# AIM OF THE TASK
Please show each line in the data below that contains the word "white".

# RECORDS FOR THIS TASK
---*---
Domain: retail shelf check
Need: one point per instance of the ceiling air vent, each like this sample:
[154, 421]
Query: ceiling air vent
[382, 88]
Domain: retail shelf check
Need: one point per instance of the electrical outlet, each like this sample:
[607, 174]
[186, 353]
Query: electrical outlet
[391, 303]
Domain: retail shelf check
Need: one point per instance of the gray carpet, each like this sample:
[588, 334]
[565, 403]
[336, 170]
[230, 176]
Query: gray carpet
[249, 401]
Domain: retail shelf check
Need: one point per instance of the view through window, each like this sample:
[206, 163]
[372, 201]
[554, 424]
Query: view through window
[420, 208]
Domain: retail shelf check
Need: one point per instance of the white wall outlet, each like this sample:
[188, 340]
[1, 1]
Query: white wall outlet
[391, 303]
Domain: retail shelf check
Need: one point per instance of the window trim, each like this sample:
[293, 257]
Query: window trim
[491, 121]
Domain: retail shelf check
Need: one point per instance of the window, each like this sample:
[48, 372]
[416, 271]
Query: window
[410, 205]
---*---
# SOLUTION TO THE EXERCISE
Need: one point per instance of the white wall outlet, each like this sample:
Query: white wall outlet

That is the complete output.